INPUT ROWS:
**********
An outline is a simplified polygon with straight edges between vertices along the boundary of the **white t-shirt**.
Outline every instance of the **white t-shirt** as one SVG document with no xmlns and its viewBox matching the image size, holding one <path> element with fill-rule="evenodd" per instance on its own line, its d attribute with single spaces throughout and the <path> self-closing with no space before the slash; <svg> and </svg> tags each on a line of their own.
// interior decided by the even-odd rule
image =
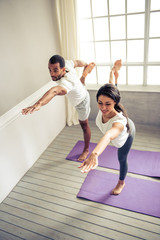
<svg viewBox="0 0 160 240">
<path fill-rule="evenodd" d="M 67 73 L 56 83 L 67 90 L 67 96 L 73 106 L 80 104 L 86 97 L 87 90 L 81 83 L 72 60 L 65 61 Z"/>
<path fill-rule="evenodd" d="M 127 124 L 126 117 L 124 117 L 122 115 L 122 112 L 120 112 L 116 116 L 111 118 L 108 122 L 103 123 L 102 122 L 102 112 L 101 111 L 98 112 L 98 115 L 96 117 L 96 125 L 103 134 L 105 134 L 109 129 L 111 129 L 112 124 L 115 122 L 119 122 L 119 123 L 123 124 L 123 126 L 124 126 L 123 131 L 120 133 L 120 135 L 111 141 L 115 147 L 120 148 L 125 144 L 128 136 L 129 136 L 129 133 L 127 132 L 127 127 L 126 127 L 126 124 Z"/>
</svg>

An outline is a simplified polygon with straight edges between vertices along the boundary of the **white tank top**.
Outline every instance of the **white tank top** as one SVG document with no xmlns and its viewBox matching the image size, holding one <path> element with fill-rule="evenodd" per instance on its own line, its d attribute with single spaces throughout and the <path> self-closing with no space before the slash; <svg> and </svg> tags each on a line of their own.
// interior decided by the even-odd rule
<svg viewBox="0 0 160 240">
<path fill-rule="evenodd" d="M 115 147 L 121 148 L 125 144 L 128 136 L 129 136 L 129 133 L 127 132 L 127 127 L 126 127 L 126 124 L 127 124 L 126 117 L 124 117 L 122 115 L 122 112 L 120 112 L 116 116 L 111 118 L 108 122 L 103 123 L 102 122 L 102 112 L 101 111 L 98 112 L 98 115 L 96 117 L 96 125 L 103 134 L 105 134 L 109 129 L 111 129 L 112 124 L 115 122 L 121 123 L 124 126 L 124 128 L 123 128 L 123 131 L 120 133 L 120 135 L 117 138 L 115 138 L 114 140 L 112 140 L 111 143 Z"/>
</svg>

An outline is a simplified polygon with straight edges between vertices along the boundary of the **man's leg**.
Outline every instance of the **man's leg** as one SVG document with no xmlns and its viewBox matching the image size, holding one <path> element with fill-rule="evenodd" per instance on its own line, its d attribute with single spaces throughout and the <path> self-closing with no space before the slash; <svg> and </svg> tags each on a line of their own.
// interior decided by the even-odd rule
<svg viewBox="0 0 160 240">
<path fill-rule="evenodd" d="M 82 130 L 83 130 L 84 149 L 83 149 L 83 153 L 78 158 L 78 161 L 83 161 L 87 158 L 88 153 L 89 153 L 89 143 L 90 143 L 90 139 L 91 139 L 91 129 L 89 127 L 88 119 L 84 120 L 84 121 L 79 120 L 79 123 L 81 125 Z"/>
</svg>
**********
EXERCISE DIRECTIONS:
Reproduce every entry word for word, but omit the pictures.

FINAL ANSWER:
An outline is a simplified polygon with straight edges between vertices along the boundary of the **white t-shirt**.
Outline every instance of the **white t-shirt** as one SVG document with no xmlns and its viewBox matching the image size, holding one <path> element with fill-rule="evenodd" per instance on its own line, its d attribute with single spaces throughout and the <path> self-closing with no space before the slash; <svg> and </svg> tags each on a line of their own.
// interior decided by the even-odd rule
image =
<svg viewBox="0 0 160 240">
<path fill-rule="evenodd" d="M 67 73 L 56 83 L 67 90 L 67 96 L 73 106 L 80 104 L 86 97 L 87 90 L 81 83 L 72 60 L 65 61 Z"/>
<path fill-rule="evenodd" d="M 127 124 L 126 117 L 124 117 L 122 115 L 122 112 L 120 112 L 116 116 L 111 118 L 108 122 L 103 123 L 102 122 L 102 112 L 101 111 L 98 112 L 98 115 L 96 117 L 96 125 L 103 134 L 105 134 L 109 129 L 111 129 L 112 124 L 115 122 L 119 122 L 119 123 L 123 124 L 123 126 L 124 126 L 123 131 L 120 133 L 120 135 L 111 141 L 115 147 L 120 148 L 125 144 L 128 136 L 129 136 L 129 133 L 127 132 L 127 127 L 126 127 L 126 124 Z"/>
</svg>

An outline is a simplified polygon with straight edges between vertices along the boundary of the **white tank top**.
Outline every instance of the **white tank top** as one SVG document with no xmlns and its viewBox matching the image size, holding one <path> element with fill-rule="evenodd" per instance on its own line, its d attribute with single spaces throughout and the <path> self-closing with no space before the slash; <svg> and </svg> tags each on a line of their own.
// interior decided by the even-odd rule
<svg viewBox="0 0 160 240">
<path fill-rule="evenodd" d="M 115 147 L 121 148 L 125 144 L 128 136 L 129 136 L 129 133 L 127 132 L 127 127 L 126 127 L 126 124 L 127 124 L 126 117 L 124 117 L 122 115 L 122 112 L 120 112 L 116 116 L 111 118 L 108 122 L 103 123 L 102 122 L 102 112 L 101 111 L 98 112 L 98 115 L 96 117 L 96 125 L 103 134 L 105 134 L 109 129 L 111 129 L 112 124 L 115 122 L 121 123 L 124 126 L 124 128 L 123 128 L 123 131 L 120 133 L 120 135 L 117 138 L 115 138 L 114 140 L 112 140 L 111 143 Z"/>
</svg>

An outline is a simplified polygon with straight edges between vertices along the boundary of the **man's leg**.
Outline every instance of the **man's leg** as one SVG document with no xmlns and its viewBox matching the image size, holding one <path> element with fill-rule="evenodd" per instance on its own line, its d attribute with single spaces throughout and the <path> self-closing with no space before the slash; <svg> and </svg> tags each on a line of their own.
// interior decided by the even-odd rule
<svg viewBox="0 0 160 240">
<path fill-rule="evenodd" d="M 82 130 L 83 130 L 84 149 L 83 149 L 83 153 L 78 158 L 78 161 L 83 161 L 87 158 L 88 153 L 89 153 L 89 143 L 90 143 L 90 139 L 91 139 L 91 129 L 89 127 L 88 119 L 84 120 L 84 121 L 79 120 L 79 123 L 81 125 Z"/>
</svg>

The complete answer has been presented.